Diana, mi maestra de lengua, sospechaba de mi vocabulario. Sospechaba de mí. Supongo que era porque le molestaban los chicos rebuscados y yo creo mi manera de hablar y de escribir le generaba desconfianza y hacía que  encajara dentro de  esa categoría. Un día la escuché cuchicheando con Amanda, la de matemática, mientras corregían los cuadernos a la hora del recreo:

- Clemencia escribe raro, ¿viste?.  Escuchá lo que puso en esta oración:


"Disfrazada de Carmen Miranda, la niña  bebió el agua helada
 del aguamanil sin saber que su madrastra la había envenenado minutos antes con ácido muriático."


- Y bueno, qué querés? Con el nombre que tiene, pobre chica, contestó Amanda.

Hoy la entiendo a Amanda. A mi también me molestan los chicos rebuscados. Son como elfos amenazantes y peligrosos que ven cosas que los adultos dejaron de entender hace tiempo. Mucho más aún si sus nombres los acusan de  las virtudes que carecen.

viernes, 20 de agosto de 2010

CUANDO MAMÁ NO ESTABA

Antes de empezar me cercioraba de que la casa estuviera vacía. Después corría los muebles del comedor y entonces daba comienzo la práctica. La música en casa no ayudaba demasiado. En nuestro Ken Brown sonaba mucha Bossa Nova, Ray Conniff, algo de Nat King Cole y Frank Sinatra, pero nada de Rod Stewart o Peter Frampton. Entonces canturreaba. Entrecerraba los ojos para recordar la melodía y fruncía el seño para concentrarme y, sin perder el compás, poder hacer ambas cosas al mismo tiempo …if you want my Money and you think I´m sexy, come on sugar let me know… Y así iba puliendo el pasito de moda. Un rebotecito adelante y otro atrás, sacudiendo la cadera, pero nada exagerado. Y una vez alcanzado la cadencia y el ritmo deseados con todo el cuerpo, recién ahí introducía el bamboleo de brazos…She sits alone waiting for suggestions, he's so nervous avoiding all the questions...
Llegaba el sábado y sin importar cuán perfecto me hubiese salido el paso de baile nuevo el día anterior, ni si justo ese día tenía algo para estrenar...a último momento me acobardaba y decidía no ir. Y todo por mi pelo.
El pelo que me había tocado en suerte no era ni rizado, ni lacio, ni grueso ni finito, ni ondeado ni crespo. Mi pelo era todas esas posibilidades pero al mismo tiempo. Y no dudé en tomarlo como un castigo divino. Bastante me había costado aceptar que de todos en casa yo era la única que tenía ojos marrones; medir un metro setenta y tres cuando ningún posible candidato superaba el metro sesenta y cinco; calzar treinta y nueve desde los doce; tener boca grande y ser catalogada por mis tías abuelas como interesante en vez de linda...pero tener el pelo voluble? Eso ya era demasiado.

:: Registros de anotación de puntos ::
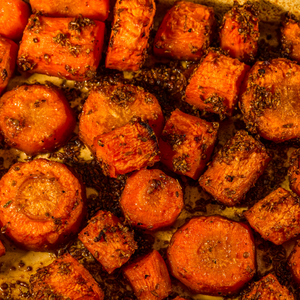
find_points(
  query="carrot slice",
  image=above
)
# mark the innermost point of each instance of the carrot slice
(276, 217)
(212, 255)
(185, 32)
(113, 106)
(239, 32)
(149, 277)
(128, 42)
(93, 9)
(42, 204)
(64, 47)
(65, 278)
(108, 240)
(36, 118)
(151, 199)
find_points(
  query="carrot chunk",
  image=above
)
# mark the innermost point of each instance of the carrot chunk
(108, 240)
(65, 278)
(128, 42)
(14, 16)
(149, 277)
(42, 204)
(36, 118)
(269, 101)
(185, 32)
(215, 84)
(64, 47)
(212, 255)
(128, 148)
(93, 9)
(276, 217)
(151, 199)
(187, 143)
(239, 31)
(268, 288)
(235, 169)
(113, 106)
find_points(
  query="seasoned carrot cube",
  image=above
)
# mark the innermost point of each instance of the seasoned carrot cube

:: Partes del ejercicio ::
1. ¿Puedes copiar del texto de recuerdos de infancia el tramo que va desde "Antes de empezar" hasta "all the questions..."?
2. ¿Podrías seguir escribiendo el texto de recuerdos de infancia a partir de su última oración?

:: Respuestas por tarea ::
1.
Antes de empezar me cercioraba de que la casa estuviera vacía. Después corría los muebles del comedor y entonces daba comienzo la práctica. La música en casa no ayudaba demasiado. En nuestro Ken Brown sonaba mucha Bossa Nova, Ray Conniff, algo de Nat King Cole y Frank Sinatra, pero nada de Rod Stewart o Peter Frampton. Entonces canturreaba. Entrecerraba los ojos para recordar la melodía y fruncía el seño para concentrarme y, sin perder el compás, poder hacer ambas cosas al mismo tiempo …if you want my Money and you think I´m sexy, come on sugar let me know… Y así iba puliendo el pasito de moda. Un rebotecito adelante y otro atrás, sacudiendo la cadera, pero nada exagerado. Y una vez alcanzado la cadencia y el ritmo deseados con todo el cuerpo, recién ahí introducía el bamboleo de brazos…She sits alone waiting for suggestions, he's so nervous avoiding all the questions...

2.
Qué le pasaba a mi pelo? Porqué actuaba así? Qué fuerza diabólica lo dominaba. Cuando el clima era seco se achataba, se electrizaba y se adhería a mis cachetes contundentes. Y en cuanto la humedad superaba el setenta por ciento, se encrespaba, se inflaba y enloquecía. Y mi flequillo se rebelaba aún más formando dos rulos con forma de cuerno sobre mis sienes dándome un aspecto indeseable de querubín gigante. No tardé mucho en aprender algunos trucos que, aunque tortuosos, mantenían mi pelo indomable bajo control. Esto me proporcionaba la confianza necesaria para ir a las fiestas y enfrentar al sexo opuesto.
Después del “querés bailar” los examinaba de reojo. Ni lindos ni feos eran los chicos que me elegían. Pero aceptaba. Yo me concentraba en reproducir los pasitos que había practicado durante la semana dándole la espalda. Prefería controlar el contorno de mi cabeza que se reflejaba en el panel de vidrio del ventanal que tenía a mis espaldas que comprobar si el chico tenía lindos ojo. La noche prometía. El pasito me salía a la perfección, la dieta de la manzana verde había dado resultado, mi pelo se mantenía en su lugar... Y los temas que pasaban eran mis preferidos: Fleetwood Mac, Gloria Gaynor, Stevie Wonder. Pero el bailar me hacía transpirar a rolete. Y a él también. El calor se hacía insoportable. Yo evitaba establecer contacto visual para que no me lo pidiera. El rebotecito adelante y atrás, siempre mirando a un costado y al otro. Y de pronto lo inevitable. Un golpecito en el hombro y la fatídica propuesta: "Che, vamos afuera a tomar algo” Y ahí empezaba mi pesadilla. Caminar manteniendo la cabeza debajo de los aleros parecía ser la única solución para que los efectos del rocío sobre mi cabellera no se hicieran notar. Pero la situación se hacía insostenible. Cuánto tiempo podíamos durar así?
Yo, caminando por el caminito de ladrillos con la cabeza inclinada debajo del techo y él por el colchón de musgo con cara de asustado. Nada. Entonces me entregaba a la intemperie y la metamorfosis no se hacía esperar. Alimentada por ese cocktail letal de baile, transpiración, el vapor hirviente que emanaba de mi cabeza y el rocío, mi peinado mutaba, cobraba vida...crecía.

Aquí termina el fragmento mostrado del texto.